++++ TEXT FOR ANALYSIS ++++

Being hydrophobic, chlordane adheres to soil particles and enters groundwater only slowly, owing to its low solubility (0.009 ppm). It requires many years to degrade. Chlordane bioaccumulates in animals. It is highly toxic to fish, with an of 0.022–0.095 mg/kg (oral).

Oxychlordane (C_{10}H_{4}Cl_{8}O), the primary metabolite of chlordane, and heptachlor epoxide, the primary metabolite of heptachlor, along with the two other main components of the chlordane mixture, cis-nonachlor and trans-nonachlor, are the main bioaccumulating constituents. trans-Nonachlor is more toxic than technical chlordane and cis-nonachlor is less toxic.

Chlordane and heptachlor are known as persistent organic pollutants (POP), classified among the "dirty dozen" and banned by the 2001 Stockholm Convention on Persistent Organic Pollutants.

==Health effects==

Exposure to chlordane/heptachlor and/or its metabolites (oxychlordane, heptachlor epoxide) are risk factors for type-2 diabetes, for lymphoma, for prostate cancer, for obesity, for testicular cancer, for breast cancer.

++++

WORK ORDER 1: According to the text on chlordane, which agreement banned chlordane and heptachlor?
WORK ORDER 2: Write the next part of the text on chlordane, starting after its final sentence.
The records that come after this text are not needed for any of the work here.

++++ SOURCE INFORMATION ++++

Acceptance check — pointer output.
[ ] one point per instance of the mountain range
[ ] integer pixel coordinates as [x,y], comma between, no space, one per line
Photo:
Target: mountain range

++++

FINAL ANSWER 1: The 2001 Stockholm Convention on Persistent Organic Pollutants.

FINAL ANSWER 2:
An epidemiological study conducted by the National Cancer Institute reported that higher levels of chlordane in dust on the floors of homes were associated with higher rates of non-Hodgkin lymphoma in occupants. Breathing chlordane in indoor air is the main route of exposure for these levels in human tissues. Currently, EPA has defined a concentration of 24 nanogram per cubic meter of air (ng/M^{3}) for chlordane compounds over a 20-year exposure period as the concentration that will increase the probability of cancer by 1 in 1,000,000 persons. This probability of developing cancer increases to 10 in 1,000,000 persons with an exposure of 100 ng/m^{3} and 100 in 1,000,000 with an exposure of 1000 ng/m^{3}.

The non-cancer health effects of chlordane compounds, which include diabetes, insulin resistance, migraines, respiratory infections, immune-system activation, anxiety, depression, blurry vision, confusion, intractable seizures as well as permanent neurological damage, probably affects more people than cancer. Trans-nonachlor and oxychlordane in serum of mothers during gestation has been linked with behaviors associated with autism in offspring at age 4–5. The Agency for Toxic Substances and Disease Registry (ATSDR) has defined a concentration of chlordane compounds of 20 ng/m^{3} as the Minimal Risk Level (MRLs). ATSDR defines Minimal Risk Level as an estimate of daily human exposure to a dose of a chemical that is likely to be without an appreciable risk of adverse non-cancerous effects over a specific duration of exposure.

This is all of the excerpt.